▶ [Short problem] Switch "can be seen here" to "is visible here" in the lines from the one holding "Let me know if the parked" through the one holding "[55,0,545,317]", inclusive, and return only those lines with nothing else changed. Leave the pictures out of the answer.

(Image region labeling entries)
•••••
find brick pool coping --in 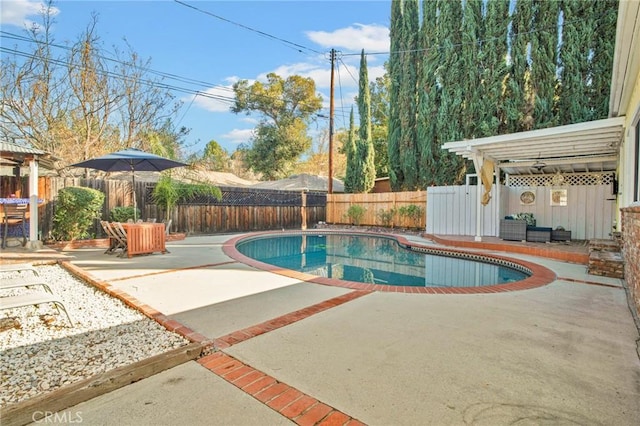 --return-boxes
[222,230,557,294]
[6,230,556,426]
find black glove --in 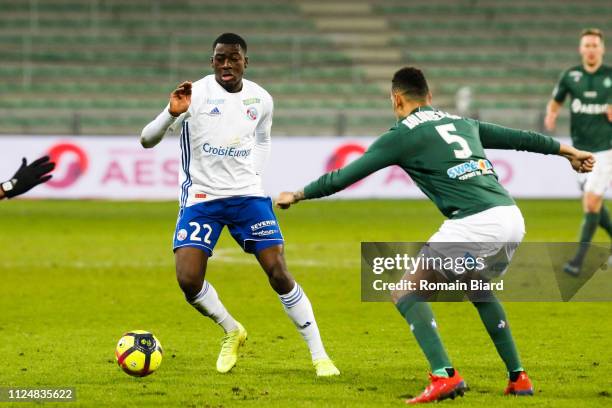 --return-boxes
[1,156,55,198]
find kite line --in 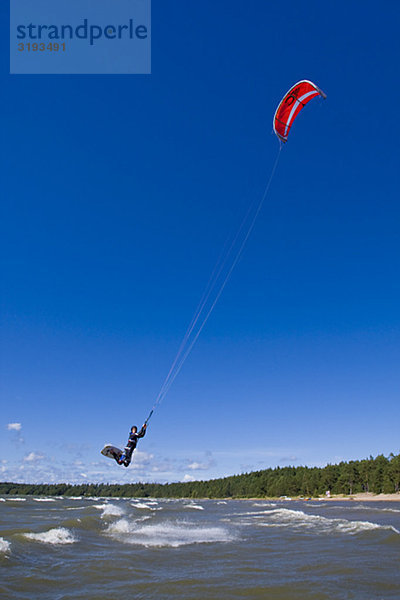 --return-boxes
[145,145,282,425]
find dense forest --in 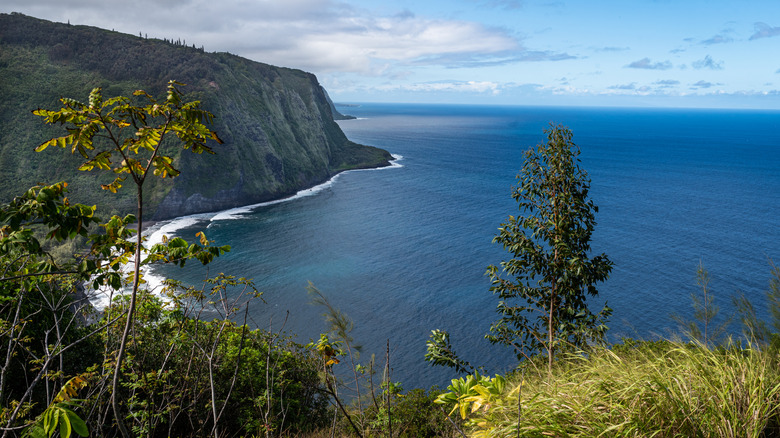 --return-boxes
[0,13,390,219]
[0,10,780,438]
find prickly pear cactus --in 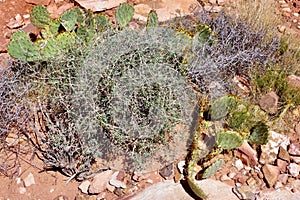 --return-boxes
[202,159,225,179]
[8,31,40,62]
[147,10,158,28]
[209,96,238,120]
[59,9,78,32]
[249,122,269,145]
[116,3,134,28]
[30,5,51,28]
[95,14,111,32]
[216,131,244,149]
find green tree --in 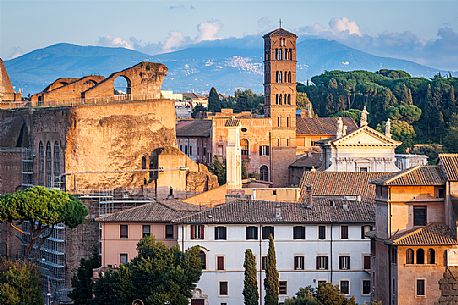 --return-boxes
[0,260,44,305]
[208,156,226,185]
[94,236,202,305]
[69,249,100,305]
[264,235,279,305]
[243,249,259,305]
[208,87,221,112]
[0,186,88,261]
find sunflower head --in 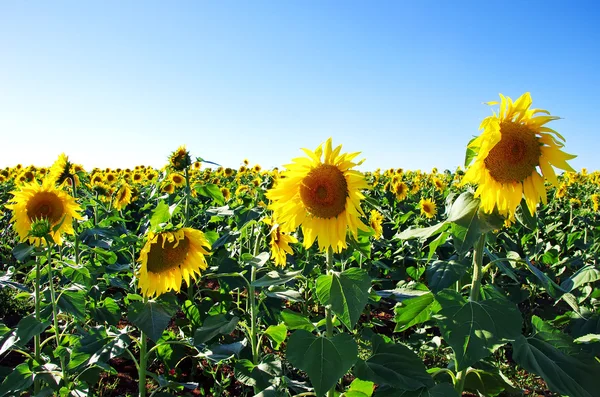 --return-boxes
[137,228,210,297]
[48,153,75,186]
[169,145,192,171]
[267,138,369,252]
[419,198,437,219]
[6,179,81,246]
[461,92,575,218]
[369,210,383,240]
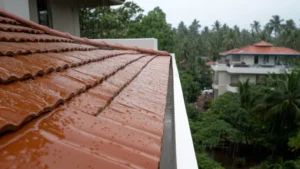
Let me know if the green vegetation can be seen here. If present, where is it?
[80,2,300,169]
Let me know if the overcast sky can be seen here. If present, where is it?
[133,0,300,29]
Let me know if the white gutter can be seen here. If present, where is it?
[171,54,198,169]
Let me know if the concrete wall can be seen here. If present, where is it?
[241,56,254,65]
[94,38,158,50]
[28,0,39,23]
[0,0,30,19]
[239,74,256,83]
[258,56,275,65]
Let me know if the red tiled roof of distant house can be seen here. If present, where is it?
[0,10,170,169]
[220,41,300,56]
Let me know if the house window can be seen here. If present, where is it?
[254,55,258,64]
[264,56,269,64]
[275,56,280,65]
[256,75,267,84]
[37,0,52,28]
[230,75,240,86]
[232,55,241,62]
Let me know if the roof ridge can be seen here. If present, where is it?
[0,9,170,56]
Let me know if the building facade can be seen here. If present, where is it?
[0,0,125,36]
[211,41,300,98]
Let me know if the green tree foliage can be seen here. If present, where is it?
[80,1,300,169]
[196,153,224,169]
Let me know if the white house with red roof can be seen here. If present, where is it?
[211,41,300,98]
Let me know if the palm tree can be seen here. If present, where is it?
[223,29,238,50]
[268,15,284,37]
[212,20,221,31]
[253,71,300,151]
[251,21,261,34]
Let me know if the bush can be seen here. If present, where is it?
[196,153,224,169]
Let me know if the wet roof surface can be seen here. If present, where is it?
[0,12,170,169]
[220,41,300,56]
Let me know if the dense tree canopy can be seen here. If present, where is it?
[80,1,300,169]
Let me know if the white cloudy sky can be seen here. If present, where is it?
[132,0,300,28]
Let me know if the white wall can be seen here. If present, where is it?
[0,0,30,20]
[241,56,254,65]
[94,38,158,50]
[239,74,256,83]
[29,0,39,23]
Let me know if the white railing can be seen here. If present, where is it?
[172,54,198,169]
[211,62,290,74]
[226,84,238,93]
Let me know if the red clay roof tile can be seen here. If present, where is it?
[0,22,44,34]
[0,10,170,169]
[220,41,300,56]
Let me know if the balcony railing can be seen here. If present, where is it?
[211,61,291,74]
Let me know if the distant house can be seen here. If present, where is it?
[0,0,125,36]
[211,41,300,98]
[0,0,198,169]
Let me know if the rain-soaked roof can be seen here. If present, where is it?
[0,10,171,169]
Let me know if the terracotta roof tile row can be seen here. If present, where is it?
[0,10,170,56]
[0,57,170,169]
[0,16,20,25]
[0,42,97,57]
[0,10,170,169]
[0,31,72,42]
[68,56,154,116]
[0,54,143,133]
[0,22,44,34]
[0,50,137,84]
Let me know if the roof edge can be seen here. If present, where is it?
[0,9,170,56]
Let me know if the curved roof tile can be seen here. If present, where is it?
[0,10,170,169]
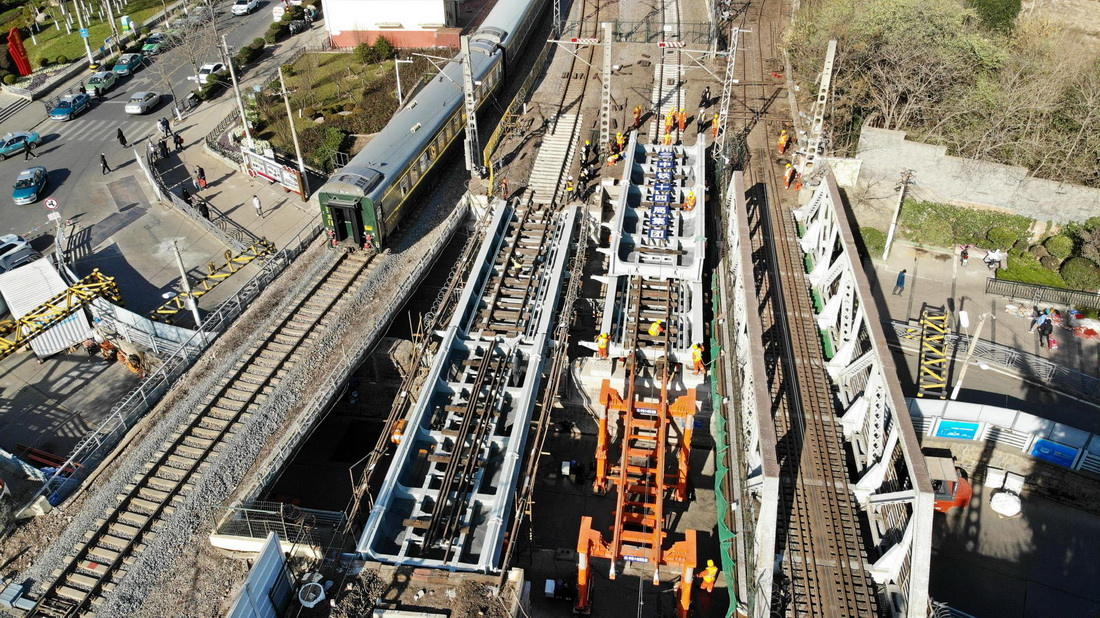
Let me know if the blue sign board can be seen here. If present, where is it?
[1031,438,1079,467]
[936,420,981,440]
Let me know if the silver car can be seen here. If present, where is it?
[125,92,161,113]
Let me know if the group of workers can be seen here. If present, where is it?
[596,320,706,375]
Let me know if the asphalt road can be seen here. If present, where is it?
[0,1,273,247]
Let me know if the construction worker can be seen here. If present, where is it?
[700,560,718,593]
[683,189,695,210]
[783,163,796,189]
[691,343,706,375]
[777,129,791,154]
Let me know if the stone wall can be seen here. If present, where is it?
[856,126,1100,223]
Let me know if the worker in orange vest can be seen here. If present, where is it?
[596,332,612,358]
[778,129,791,154]
[683,189,695,210]
[691,343,706,375]
[700,560,718,593]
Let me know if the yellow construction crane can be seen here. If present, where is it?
[0,268,122,358]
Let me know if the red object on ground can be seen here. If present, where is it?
[8,27,34,76]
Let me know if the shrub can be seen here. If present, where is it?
[1043,234,1074,260]
[859,228,887,257]
[1059,257,1100,291]
[355,43,378,65]
[986,228,1026,251]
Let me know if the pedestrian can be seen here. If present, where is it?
[1038,320,1054,347]
[894,268,905,296]
[700,560,718,593]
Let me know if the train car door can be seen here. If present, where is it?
[329,200,366,246]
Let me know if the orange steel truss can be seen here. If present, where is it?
[574,363,696,618]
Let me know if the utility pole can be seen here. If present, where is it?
[221,35,253,151]
[73,0,96,65]
[172,241,207,345]
[952,313,996,400]
[278,65,310,201]
[882,169,913,260]
[596,22,612,153]
[462,36,482,175]
[394,56,413,109]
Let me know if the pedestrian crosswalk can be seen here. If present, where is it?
[39,115,161,143]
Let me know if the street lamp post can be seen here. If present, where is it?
[394,56,413,109]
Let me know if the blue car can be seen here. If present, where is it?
[11,165,48,206]
[0,131,39,161]
[111,54,142,75]
[50,95,91,121]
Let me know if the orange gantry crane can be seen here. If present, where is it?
[574,358,695,618]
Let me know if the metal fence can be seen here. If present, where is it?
[884,321,1100,402]
[986,277,1100,309]
[32,214,323,506]
[206,108,244,165]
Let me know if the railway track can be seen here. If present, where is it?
[740,3,882,617]
[30,247,372,618]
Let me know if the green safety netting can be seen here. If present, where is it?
[710,282,737,618]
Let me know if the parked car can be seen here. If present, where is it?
[141,30,182,56]
[0,131,40,161]
[11,165,48,206]
[88,70,119,95]
[232,0,260,15]
[187,63,229,86]
[112,54,144,75]
[125,92,161,113]
[0,245,42,272]
[50,93,91,121]
[0,234,31,260]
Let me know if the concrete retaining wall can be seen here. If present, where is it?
[856,126,1100,223]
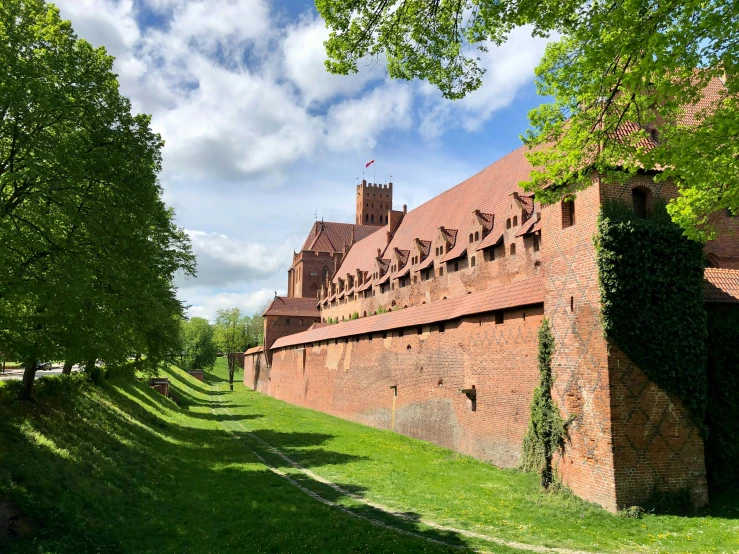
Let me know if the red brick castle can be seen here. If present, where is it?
[244,80,739,510]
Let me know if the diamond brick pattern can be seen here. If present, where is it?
[244,150,739,510]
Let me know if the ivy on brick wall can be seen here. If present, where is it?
[705,304,739,492]
[596,203,707,425]
[521,319,567,489]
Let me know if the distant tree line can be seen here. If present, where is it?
[0,0,195,399]
[177,306,266,390]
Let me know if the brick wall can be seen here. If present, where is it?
[542,176,707,510]
[264,305,543,467]
[264,315,320,359]
[244,352,269,394]
[288,250,341,302]
[321,223,541,321]
[541,179,617,510]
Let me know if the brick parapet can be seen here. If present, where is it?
[266,305,543,467]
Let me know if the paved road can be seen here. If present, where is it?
[0,365,79,379]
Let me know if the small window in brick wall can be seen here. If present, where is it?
[562,197,575,229]
[631,188,648,219]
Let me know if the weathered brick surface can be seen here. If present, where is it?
[244,352,270,394]
[268,306,542,467]
[254,164,739,510]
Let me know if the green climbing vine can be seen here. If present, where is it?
[705,304,739,492]
[596,203,707,425]
[521,319,567,489]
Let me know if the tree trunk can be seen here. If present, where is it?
[18,359,36,400]
[541,456,553,490]
[62,360,74,375]
[228,354,235,390]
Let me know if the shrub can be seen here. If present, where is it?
[596,203,707,420]
[521,319,567,489]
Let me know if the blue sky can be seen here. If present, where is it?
[55,0,545,317]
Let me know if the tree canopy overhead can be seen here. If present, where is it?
[0,0,195,397]
[316,0,739,240]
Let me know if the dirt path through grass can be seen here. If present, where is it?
[213,383,591,554]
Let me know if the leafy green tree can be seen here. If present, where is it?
[181,317,218,369]
[215,308,249,390]
[0,0,195,398]
[316,0,739,240]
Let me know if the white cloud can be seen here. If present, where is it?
[50,0,543,317]
[180,288,284,321]
[187,230,292,287]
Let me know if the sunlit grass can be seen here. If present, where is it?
[0,359,739,554]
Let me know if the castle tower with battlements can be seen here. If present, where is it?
[356,179,393,226]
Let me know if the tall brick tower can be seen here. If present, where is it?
[356,179,393,226]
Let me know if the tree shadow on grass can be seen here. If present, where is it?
[0,376,486,554]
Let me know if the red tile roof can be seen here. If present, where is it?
[703,267,739,304]
[301,221,382,252]
[475,228,503,250]
[262,296,321,317]
[272,277,544,349]
[338,146,531,282]
[516,212,541,237]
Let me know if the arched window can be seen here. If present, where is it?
[631,187,649,219]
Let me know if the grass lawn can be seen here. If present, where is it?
[0,359,739,554]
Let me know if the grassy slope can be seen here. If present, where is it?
[0,360,739,553]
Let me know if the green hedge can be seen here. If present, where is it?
[705,305,739,492]
[596,203,707,420]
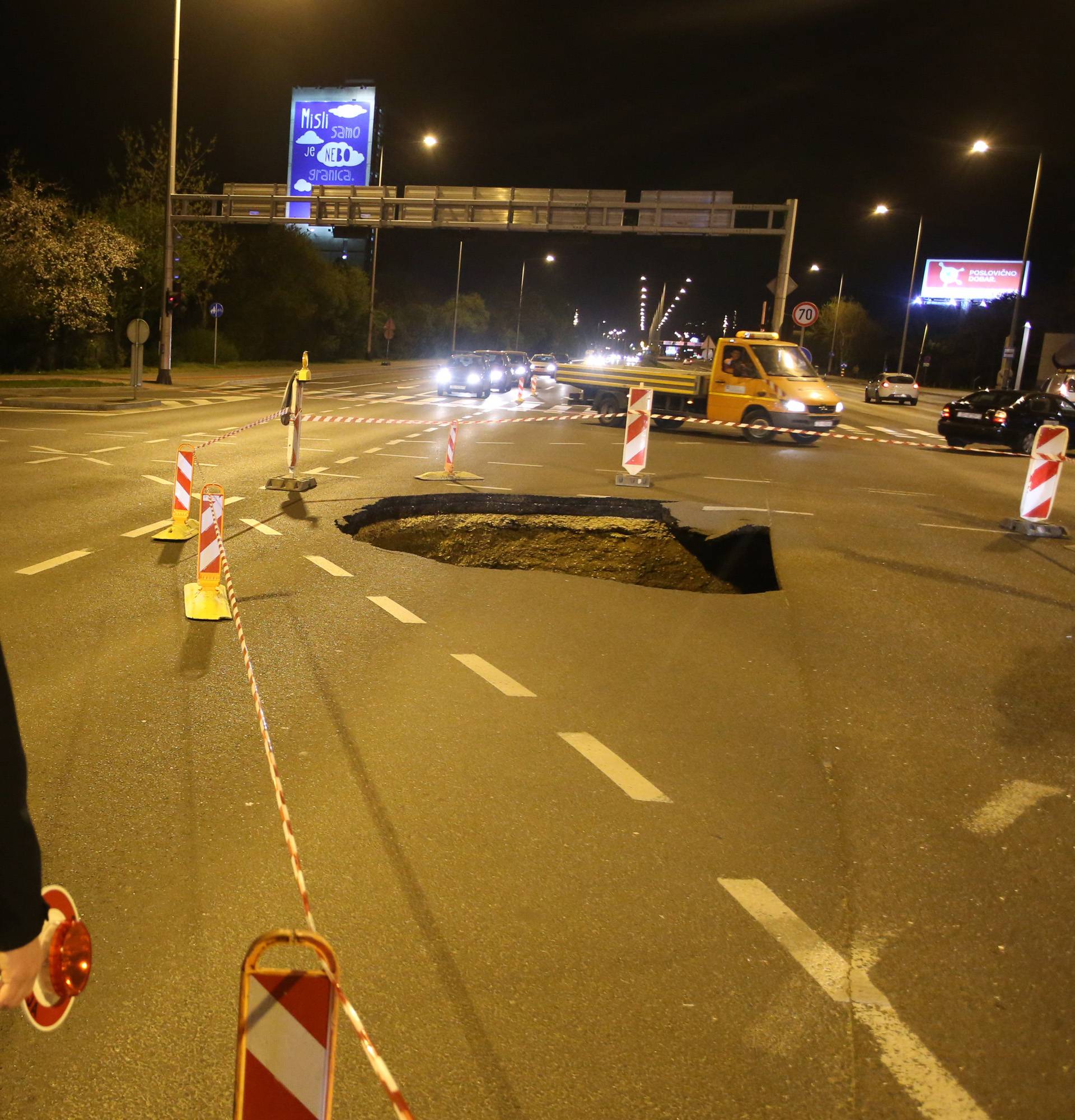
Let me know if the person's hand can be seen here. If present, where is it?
•••••
▶ [Solution to the exercise]
Let me know if the parked car is visible here. If present, where is it?
[141,30,182,56]
[0,131,40,161]
[11,165,48,206]
[88,70,119,95]
[232,0,260,15]
[187,63,229,86]
[112,54,144,75]
[125,92,161,113]
[0,245,42,272]
[50,93,91,121]
[0,234,31,260]
Let me know if the concrete retaining wall is visible here. If present, where is it?
[856,126,1100,223]
Let me know if the red brick castle is visible here. If present, where is it?
[244,80,739,510]
Let me know if the diamond brick pattern is visible here. If present, where is it?
[244,150,739,510]
Let me know if the ivy on brick wall is visible here. If present, where is it?
[705,304,739,492]
[596,203,707,425]
[521,319,567,489]
Let me know if the distant tree line is visible here. If present, where is it?
[0,0,195,399]
[177,306,266,390]
Let me know if the brick wall is visible here. If present, where is it?
[542,176,707,510]
[264,305,543,467]
[264,315,320,359]
[244,352,269,394]
[288,250,341,302]
[321,223,541,321]
[541,179,617,510]
Let me know if the brick parapet is visible here. If present, where is it?
[266,305,543,467]
Let me know if the paved road is visible here. If present, where is it?
[0,365,79,379]
Let me know if the small window in brick wall is visible here. If present, where is it?
[562,197,575,229]
[631,188,648,219]
Let me know if the weathered brick surface is visible here. If present, where is it?
[244,352,270,394]
[268,306,542,467]
[254,164,739,510]
Let me know if the green climbing vine is visible here. If present, where is it?
[705,304,739,492]
[596,203,707,425]
[521,319,567,489]
Let me know if the tree trunk is visible here. If present, where is it?
[18,359,36,400]
[541,456,553,490]
[62,360,74,375]
[228,354,235,390]
Let me know if the shrub is visible here. If present, where is it?
[596,203,707,420]
[521,319,567,489]
Let me know if the blue sky is visible here. If present, where is it?
[55,0,545,317]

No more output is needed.